- **INSTRUÇÃO 1**
Copie, do texto sobre a colcha do Museu do Caramulo, o trecho que vai de "O tecido do" até "dos cinco sentidos.".

- **EXCERTO DO DOCUMENTO**
* * *
Tendo em conta os paralelos estilísticos e as provas documentais, parece bastante evidente que a colcha do Museu do Caramulo foi produzida na região de Ahmedabad. Devido a circunstâncias históricas e a esses paralelos estilísticos, dataria a peça entre 1640 e 1650 (11). O estilo do bordado do Caramulo é maduro, as proporções são escolhidas com perfeição e a qualidade do bordado é excelente. Podem ser feitas comparações com a arte mogol do tempo de Shah Jahan. Na década de 1630, o Gujarate foi assolado por uma fome devastadora. A província e a sua economia levaram anos a recuperar. A década de 1640 é marcada pela crescente influência dos britânicos na produção têxtil, embora os Portugueses tenham mantido uma influência considerável e um grande conhecimento dos mercados locais.

O tecido do Caramulo é parte de um grupo de colchas muito semelhantes da mesma região e provavelmente da mesma oficina. É o trabalho mais maduro do grupo. As peças são parecidas no estilo, técnica, material e motivos; encontramo-las em diferentes museus por todo o mundo, como por exemplo em Florença, em Filadélfia, em Boston, em Chicago, em Madrid e em Lisboa (12). As comparações permitem-nos discemir os diferentes estádios de desenvolvimento. Por causa da alta qualidade do desenho e execução e do estado de boa preservação. a colcha do Caramulo detém um lugar especial neste conjunto. É a única peça no grupo que representa uma cena da mitologia clássica; as outras são, na sua maioria, decoradas com personificações dos cinco sentidos.


Aves (pormenos da colcha)

A estrutura básica da peça é estritamente simétrica e evoca claramente a organização dos tapetes persas clássicos: uma grande borda externa envolve um campo rectangular com um medalhão central. O material base é o cetim e o bordado em ponto de cadeia é feito em seda tingida em bombyx mori (amora). Mede 296 x 221 cm. Outra grande diferença entre esta colcha e as outras do mesmo grupo são as diferentes cores base da borda e do centro: enquanto que as outras peças ostentam um fundo de cetim monocromático principalmente azul, a borda desta peça é de um rosa muito brilhante, e o centro de um branco ligeiramente leitoso. As cores condizem perfeitamente, sublinhando a elegância do tecido, e separam claramente as bordas do centro. Nas pontas vemos os restos de franjas multicolores. A borda é intersectada por bordas mais pequenas dispostas em seu redor, quatro corpos rectangulares principais, e quatro quadrados nos cantos. A borda mais pequena é bordada com um padrão que se assemelha a cordões torcidos (enrolados como as cordas dum barco) e que dá uma certa qualidade dinâmica à peça. Os cordões são pontuados por flores individuais. Este padrão é reminiscente da arquitectura manuelina portuguesa, onde o mesmo motivo, transposto para a pedra, é frequentemente empregue. Exactamente o mesmo padrão de cordas encontra-se muito na arquitectura colonial portuguesa.
* * *
- **DADOS A USAR**

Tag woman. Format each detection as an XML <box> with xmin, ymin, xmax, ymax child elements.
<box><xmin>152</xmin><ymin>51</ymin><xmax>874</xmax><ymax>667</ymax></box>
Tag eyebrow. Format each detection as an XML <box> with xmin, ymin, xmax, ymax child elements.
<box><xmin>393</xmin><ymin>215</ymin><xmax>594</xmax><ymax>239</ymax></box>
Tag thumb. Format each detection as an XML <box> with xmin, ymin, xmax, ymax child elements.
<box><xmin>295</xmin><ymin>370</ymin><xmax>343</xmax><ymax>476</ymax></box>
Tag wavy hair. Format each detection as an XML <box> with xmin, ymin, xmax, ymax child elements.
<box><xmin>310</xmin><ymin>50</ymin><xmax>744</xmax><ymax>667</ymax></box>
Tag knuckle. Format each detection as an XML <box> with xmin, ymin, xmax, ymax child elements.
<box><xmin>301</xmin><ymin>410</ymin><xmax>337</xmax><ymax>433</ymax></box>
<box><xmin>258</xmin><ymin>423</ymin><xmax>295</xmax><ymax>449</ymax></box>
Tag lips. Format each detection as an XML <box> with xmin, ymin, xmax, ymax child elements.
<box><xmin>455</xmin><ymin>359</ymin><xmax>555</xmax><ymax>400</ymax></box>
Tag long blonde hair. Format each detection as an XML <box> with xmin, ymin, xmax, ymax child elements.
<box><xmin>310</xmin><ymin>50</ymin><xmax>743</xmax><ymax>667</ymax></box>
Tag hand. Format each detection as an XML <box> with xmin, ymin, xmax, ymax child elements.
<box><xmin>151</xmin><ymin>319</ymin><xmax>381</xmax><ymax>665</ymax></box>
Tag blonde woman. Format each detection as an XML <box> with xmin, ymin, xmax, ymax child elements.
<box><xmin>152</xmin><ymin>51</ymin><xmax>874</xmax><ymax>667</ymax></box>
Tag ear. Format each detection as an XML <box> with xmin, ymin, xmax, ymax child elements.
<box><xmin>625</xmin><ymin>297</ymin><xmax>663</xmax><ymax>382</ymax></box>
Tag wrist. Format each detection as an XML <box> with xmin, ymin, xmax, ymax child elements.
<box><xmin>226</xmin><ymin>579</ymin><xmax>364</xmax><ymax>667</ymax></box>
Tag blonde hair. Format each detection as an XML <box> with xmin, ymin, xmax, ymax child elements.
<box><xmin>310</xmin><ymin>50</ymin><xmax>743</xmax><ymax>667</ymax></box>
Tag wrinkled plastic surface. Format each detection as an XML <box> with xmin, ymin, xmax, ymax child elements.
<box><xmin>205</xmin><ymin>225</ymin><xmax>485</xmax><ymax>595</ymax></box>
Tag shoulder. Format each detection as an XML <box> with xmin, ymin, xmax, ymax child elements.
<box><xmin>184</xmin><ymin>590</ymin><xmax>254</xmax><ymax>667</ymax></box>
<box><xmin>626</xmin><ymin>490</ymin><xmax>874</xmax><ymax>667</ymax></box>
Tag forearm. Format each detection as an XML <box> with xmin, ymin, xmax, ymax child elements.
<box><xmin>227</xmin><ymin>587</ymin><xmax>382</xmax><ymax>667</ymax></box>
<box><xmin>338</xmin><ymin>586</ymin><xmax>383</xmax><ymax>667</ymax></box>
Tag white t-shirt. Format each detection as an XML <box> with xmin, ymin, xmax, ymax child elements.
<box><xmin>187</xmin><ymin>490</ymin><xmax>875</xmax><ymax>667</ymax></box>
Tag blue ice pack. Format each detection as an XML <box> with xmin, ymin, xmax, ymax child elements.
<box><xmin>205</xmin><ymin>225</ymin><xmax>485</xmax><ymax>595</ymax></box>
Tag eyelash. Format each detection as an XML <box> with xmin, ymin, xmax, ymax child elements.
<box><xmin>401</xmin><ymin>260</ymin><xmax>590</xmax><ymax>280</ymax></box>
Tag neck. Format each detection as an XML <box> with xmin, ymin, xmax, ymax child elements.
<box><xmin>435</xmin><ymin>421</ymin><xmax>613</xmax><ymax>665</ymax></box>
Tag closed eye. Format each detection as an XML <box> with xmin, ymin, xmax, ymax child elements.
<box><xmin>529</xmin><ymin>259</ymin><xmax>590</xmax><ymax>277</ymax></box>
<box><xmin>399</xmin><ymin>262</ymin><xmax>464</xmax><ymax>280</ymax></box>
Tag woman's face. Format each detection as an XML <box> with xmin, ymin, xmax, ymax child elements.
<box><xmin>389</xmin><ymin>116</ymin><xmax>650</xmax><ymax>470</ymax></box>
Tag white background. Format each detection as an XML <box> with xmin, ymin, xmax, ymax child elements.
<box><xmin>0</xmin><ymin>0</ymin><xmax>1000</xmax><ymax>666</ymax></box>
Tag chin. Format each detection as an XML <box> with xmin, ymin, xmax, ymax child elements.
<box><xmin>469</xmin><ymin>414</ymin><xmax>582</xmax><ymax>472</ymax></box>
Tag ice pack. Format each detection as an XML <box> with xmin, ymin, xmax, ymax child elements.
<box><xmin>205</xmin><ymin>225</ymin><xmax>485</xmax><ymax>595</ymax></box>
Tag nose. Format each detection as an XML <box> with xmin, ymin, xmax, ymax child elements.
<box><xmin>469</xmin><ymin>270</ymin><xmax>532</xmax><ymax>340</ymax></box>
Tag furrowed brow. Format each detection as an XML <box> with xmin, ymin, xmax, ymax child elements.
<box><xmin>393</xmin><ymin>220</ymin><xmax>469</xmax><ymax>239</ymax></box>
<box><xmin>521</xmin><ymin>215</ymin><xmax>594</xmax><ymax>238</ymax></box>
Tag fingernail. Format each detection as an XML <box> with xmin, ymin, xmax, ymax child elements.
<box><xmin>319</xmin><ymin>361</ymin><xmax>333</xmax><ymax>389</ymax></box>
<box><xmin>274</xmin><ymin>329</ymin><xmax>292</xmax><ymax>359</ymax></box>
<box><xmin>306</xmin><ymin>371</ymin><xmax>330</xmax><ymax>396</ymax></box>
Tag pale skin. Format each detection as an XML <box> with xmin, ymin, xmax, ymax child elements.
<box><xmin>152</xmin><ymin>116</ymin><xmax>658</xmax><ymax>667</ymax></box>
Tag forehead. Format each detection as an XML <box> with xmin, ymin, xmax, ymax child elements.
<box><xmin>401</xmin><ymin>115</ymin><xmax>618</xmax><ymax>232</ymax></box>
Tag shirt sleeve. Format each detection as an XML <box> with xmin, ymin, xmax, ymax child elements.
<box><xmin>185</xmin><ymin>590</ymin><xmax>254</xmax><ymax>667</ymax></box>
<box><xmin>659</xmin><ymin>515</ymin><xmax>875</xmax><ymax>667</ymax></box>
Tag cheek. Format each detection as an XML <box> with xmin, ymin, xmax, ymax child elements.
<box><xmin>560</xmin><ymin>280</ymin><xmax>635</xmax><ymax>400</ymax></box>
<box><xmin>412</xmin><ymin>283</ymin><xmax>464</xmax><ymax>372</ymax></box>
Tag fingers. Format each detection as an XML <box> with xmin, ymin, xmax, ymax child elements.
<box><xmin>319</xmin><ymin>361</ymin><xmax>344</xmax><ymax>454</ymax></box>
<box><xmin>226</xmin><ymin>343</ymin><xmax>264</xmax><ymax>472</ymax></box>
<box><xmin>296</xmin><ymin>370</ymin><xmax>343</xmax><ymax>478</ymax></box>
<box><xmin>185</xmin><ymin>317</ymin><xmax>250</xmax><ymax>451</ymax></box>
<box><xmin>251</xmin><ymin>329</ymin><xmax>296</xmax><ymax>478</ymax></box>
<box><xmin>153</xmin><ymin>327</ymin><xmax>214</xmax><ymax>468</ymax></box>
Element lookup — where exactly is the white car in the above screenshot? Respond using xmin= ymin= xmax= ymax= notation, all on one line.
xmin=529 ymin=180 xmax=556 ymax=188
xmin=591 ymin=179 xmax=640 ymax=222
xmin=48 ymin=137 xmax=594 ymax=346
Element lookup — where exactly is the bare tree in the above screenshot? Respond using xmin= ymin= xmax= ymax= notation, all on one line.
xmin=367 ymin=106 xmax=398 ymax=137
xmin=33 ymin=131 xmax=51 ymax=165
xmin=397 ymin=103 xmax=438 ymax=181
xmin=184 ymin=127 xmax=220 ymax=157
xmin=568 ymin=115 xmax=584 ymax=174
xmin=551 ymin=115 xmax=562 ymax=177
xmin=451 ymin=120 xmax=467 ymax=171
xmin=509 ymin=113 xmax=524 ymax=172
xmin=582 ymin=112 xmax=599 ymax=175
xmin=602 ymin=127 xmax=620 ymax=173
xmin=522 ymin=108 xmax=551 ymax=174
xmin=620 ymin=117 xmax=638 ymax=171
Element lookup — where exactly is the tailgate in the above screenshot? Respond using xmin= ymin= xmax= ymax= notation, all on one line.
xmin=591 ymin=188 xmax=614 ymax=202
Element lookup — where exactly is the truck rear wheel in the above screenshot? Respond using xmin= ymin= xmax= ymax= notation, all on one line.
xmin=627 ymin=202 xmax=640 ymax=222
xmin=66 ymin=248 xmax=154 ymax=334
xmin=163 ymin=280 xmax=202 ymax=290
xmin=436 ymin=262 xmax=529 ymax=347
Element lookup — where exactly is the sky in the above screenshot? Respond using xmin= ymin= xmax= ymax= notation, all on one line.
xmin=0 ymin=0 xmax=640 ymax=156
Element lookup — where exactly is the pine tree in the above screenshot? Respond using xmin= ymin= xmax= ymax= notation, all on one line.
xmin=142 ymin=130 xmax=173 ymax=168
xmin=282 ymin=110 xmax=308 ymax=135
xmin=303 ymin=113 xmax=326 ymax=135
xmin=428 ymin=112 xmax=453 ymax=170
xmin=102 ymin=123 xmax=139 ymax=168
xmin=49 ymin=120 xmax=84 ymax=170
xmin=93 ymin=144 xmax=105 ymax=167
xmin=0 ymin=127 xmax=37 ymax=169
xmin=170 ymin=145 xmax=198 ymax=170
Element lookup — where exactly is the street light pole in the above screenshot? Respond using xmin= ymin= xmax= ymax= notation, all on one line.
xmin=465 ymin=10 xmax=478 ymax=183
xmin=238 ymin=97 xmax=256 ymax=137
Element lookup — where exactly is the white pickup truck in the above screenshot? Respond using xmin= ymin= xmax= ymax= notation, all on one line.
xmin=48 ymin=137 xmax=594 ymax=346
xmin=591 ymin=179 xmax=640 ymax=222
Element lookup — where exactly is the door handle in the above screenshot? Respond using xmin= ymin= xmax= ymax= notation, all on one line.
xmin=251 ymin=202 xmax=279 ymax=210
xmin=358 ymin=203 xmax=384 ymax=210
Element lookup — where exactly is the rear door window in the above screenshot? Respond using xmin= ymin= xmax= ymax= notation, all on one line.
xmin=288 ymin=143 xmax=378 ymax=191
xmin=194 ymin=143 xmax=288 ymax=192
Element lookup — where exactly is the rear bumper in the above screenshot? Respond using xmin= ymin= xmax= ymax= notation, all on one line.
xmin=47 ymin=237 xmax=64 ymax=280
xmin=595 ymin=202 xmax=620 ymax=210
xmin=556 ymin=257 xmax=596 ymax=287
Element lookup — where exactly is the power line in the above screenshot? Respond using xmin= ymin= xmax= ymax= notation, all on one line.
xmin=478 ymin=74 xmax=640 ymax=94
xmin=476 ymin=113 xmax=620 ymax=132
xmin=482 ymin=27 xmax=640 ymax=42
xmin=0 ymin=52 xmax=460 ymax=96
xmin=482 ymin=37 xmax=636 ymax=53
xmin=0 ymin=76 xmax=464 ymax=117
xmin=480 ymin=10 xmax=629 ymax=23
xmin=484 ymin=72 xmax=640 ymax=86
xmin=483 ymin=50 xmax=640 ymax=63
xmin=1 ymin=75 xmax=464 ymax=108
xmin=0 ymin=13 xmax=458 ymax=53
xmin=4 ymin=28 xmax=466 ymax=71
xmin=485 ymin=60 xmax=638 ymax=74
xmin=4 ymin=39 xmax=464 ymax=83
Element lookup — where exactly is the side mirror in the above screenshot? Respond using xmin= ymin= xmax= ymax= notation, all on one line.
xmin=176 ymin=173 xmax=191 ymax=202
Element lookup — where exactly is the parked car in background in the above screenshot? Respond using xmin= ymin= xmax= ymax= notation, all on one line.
* * *
- **INSTRUÇÃO 2**
Nos registos, troque "bare tree" por "leafless tree" no trecho que vai da linha que contém "Element lookup — where exactly is the bare" até à linha que contém "xmin=509 ymin=113 xmax=524 ymax=172", sem alterar mais nada. Apresente apenas essas linhas.

- **SOLUÇÃO 1**
O tecido do Caramulo é parte de um grupo de colchas muito semelhantes da mesma região e provavelmente da mesma oficina. É o trabalho mais maduro do grupo. As peças são parecidas no estilo, técnica, material e motivos; encontramo-las em diferentes museus por todo o mundo, como por exemplo em Florença, em Filadélfia, em Boston, em Chicago, em Madrid e em Lisboa (12). As comparações permitem-nos discemir os diferentes estádios de desenvolvimento. Por causa da alta qualidade do desenho e execução e do estado de boa preservação. a colcha do Caramulo detém um lugar especial neste conjunto. É a única peça no grupo que representa uma cena da mitologia clássica; as outras são, na sua maioria, decoradas com personificações dos cinco sentidos.

- **SOLUÇÃO 2**
Element lookup — where exactly is the leafless tree in the above screenshot? Respond using xmin= ymin= xmax= ymax= notation, all on one line.
xmin=367 ymin=106 xmax=398 ymax=137
xmin=33 ymin=131 xmax=51 ymax=165
xmin=397 ymin=103 xmax=438 ymax=181
xmin=184 ymin=127 xmax=220 ymax=157
xmin=568 ymin=115 xmax=584 ymax=174
xmin=551 ymin=115 xmax=562 ymax=177
xmin=451 ymin=120 xmax=467 ymax=171
xmin=509 ymin=113 xmax=524 ymax=172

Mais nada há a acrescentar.